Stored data
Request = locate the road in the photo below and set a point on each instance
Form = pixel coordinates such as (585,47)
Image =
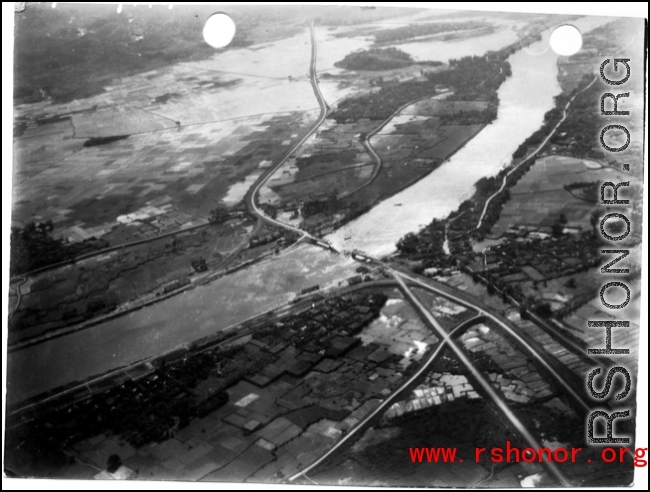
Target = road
(324,109)
(388,401)
(366,143)
(479,377)
(532,351)
(535,152)
(446,340)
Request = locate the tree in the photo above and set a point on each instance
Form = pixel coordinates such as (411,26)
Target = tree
(219,215)
(113,463)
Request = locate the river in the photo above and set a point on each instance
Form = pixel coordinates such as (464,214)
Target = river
(170,323)
(524,99)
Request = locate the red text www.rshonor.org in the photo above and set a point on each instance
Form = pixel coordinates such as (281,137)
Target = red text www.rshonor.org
(511,454)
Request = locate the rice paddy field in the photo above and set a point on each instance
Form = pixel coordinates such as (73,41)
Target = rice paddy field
(180,319)
(539,198)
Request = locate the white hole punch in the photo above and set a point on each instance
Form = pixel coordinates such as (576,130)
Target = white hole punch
(219,30)
(566,40)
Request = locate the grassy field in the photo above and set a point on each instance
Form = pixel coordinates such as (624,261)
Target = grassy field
(539,198)
(71,294)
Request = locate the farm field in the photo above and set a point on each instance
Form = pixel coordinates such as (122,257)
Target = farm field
(398,331)
(174,140)
(150,182)
(539,198)
(333,162)
(293,390)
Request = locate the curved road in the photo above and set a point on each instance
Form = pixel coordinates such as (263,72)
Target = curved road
(541,146)
(446,341)
(360,425)
(250,196)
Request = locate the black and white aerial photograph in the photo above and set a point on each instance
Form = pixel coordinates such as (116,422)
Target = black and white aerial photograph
(324,245)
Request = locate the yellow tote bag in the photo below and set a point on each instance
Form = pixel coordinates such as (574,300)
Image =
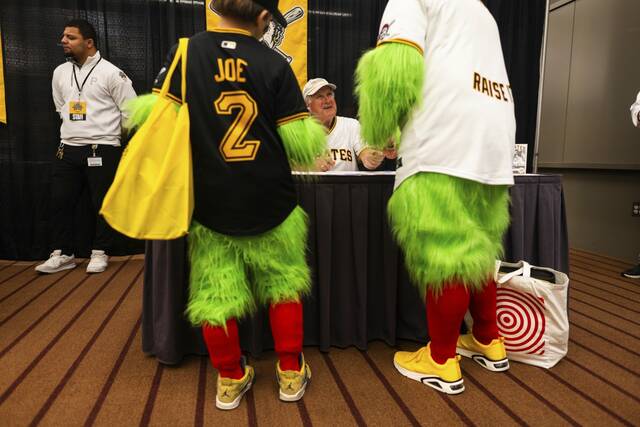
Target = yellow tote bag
(151,196)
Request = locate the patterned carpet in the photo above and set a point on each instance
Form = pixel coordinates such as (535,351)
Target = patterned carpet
(70,355)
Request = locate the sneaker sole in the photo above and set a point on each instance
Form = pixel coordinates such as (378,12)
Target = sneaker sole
(490,365)
(55,270)
(293,397)
(236,402)
(433,381)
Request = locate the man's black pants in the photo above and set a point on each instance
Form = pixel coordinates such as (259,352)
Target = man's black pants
(70,175)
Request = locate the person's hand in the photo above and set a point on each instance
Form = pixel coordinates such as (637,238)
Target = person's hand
(390,150)
(371,158)
(324,163)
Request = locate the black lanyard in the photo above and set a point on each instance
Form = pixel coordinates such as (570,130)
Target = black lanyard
(85,79)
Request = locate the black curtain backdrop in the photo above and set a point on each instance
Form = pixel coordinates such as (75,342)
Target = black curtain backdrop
(135,35)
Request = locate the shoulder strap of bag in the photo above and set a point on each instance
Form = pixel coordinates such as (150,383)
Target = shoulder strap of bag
(181,53)
(524,271)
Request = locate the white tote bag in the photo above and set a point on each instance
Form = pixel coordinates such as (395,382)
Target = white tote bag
(532,312)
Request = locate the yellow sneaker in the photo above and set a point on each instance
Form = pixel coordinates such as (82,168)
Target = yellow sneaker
(229,391)
(419,366)
(492,356)
(293,383)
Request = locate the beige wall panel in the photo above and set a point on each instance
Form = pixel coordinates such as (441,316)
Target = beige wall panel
(605,78)
(556,85)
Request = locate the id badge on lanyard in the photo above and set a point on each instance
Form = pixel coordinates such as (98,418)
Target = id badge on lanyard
(78,108)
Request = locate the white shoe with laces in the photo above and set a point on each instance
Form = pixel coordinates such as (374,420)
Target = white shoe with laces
(57,262)
(98,263)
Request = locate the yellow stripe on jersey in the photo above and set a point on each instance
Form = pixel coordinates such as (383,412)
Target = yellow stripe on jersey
(289,119)
(403,41)
(171,97)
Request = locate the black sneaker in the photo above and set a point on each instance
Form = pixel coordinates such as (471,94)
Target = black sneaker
(632,273)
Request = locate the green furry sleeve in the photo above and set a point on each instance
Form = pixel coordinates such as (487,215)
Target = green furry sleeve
(389,83)
(138,109)
(304,140)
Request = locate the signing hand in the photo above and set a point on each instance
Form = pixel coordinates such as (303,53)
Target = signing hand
(371,158)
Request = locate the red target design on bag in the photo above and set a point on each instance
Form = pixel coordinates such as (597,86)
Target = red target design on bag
(521,321)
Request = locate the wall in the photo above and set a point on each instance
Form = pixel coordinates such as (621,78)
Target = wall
(592,75)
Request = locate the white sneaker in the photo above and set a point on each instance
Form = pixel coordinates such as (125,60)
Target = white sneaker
(56,262)
(98,263)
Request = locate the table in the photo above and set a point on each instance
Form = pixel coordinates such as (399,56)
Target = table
(361,291)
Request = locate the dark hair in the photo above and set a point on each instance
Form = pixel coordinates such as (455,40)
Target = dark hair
(85,28)
(244,10)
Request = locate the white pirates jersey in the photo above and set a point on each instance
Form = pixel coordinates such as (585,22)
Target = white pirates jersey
(344,144)
(465,126)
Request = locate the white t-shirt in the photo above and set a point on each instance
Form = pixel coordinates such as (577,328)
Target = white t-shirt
(465,126)
(345,144)
(94,115)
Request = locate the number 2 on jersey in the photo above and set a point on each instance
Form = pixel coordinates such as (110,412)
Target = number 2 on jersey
(233,147)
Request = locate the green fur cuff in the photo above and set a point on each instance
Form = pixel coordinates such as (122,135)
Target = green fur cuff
(303,140)
(231,275)
(138,109)
(389,83)
(450,229)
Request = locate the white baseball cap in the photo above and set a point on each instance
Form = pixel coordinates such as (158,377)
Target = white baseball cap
(315,85)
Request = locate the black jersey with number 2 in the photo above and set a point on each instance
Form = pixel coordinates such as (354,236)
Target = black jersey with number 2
(238,91)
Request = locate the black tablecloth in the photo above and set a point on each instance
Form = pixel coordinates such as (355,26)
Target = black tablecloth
(361,291)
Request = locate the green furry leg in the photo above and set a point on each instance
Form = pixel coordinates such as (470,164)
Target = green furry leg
(389,83)
(449,228)
(228,274)
(277,260)
(218,285)
(304,140)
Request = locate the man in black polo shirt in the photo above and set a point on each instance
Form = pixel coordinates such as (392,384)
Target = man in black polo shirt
(247,240)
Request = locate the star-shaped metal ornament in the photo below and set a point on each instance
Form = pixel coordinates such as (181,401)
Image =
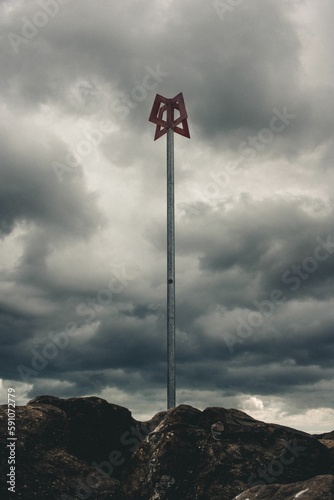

WHAT YOU NEED TO DO ▸ As you read the records above, find each line that contains "below" and copy it.

TASK ANSWER ▸
Request = locate the road in the photo below and set a point on each instance
Request = locate the yellow tote bag in the photo below and set a point on each instance
Request = locate the star-shaped metal ornament in the photo below and set a point on each instance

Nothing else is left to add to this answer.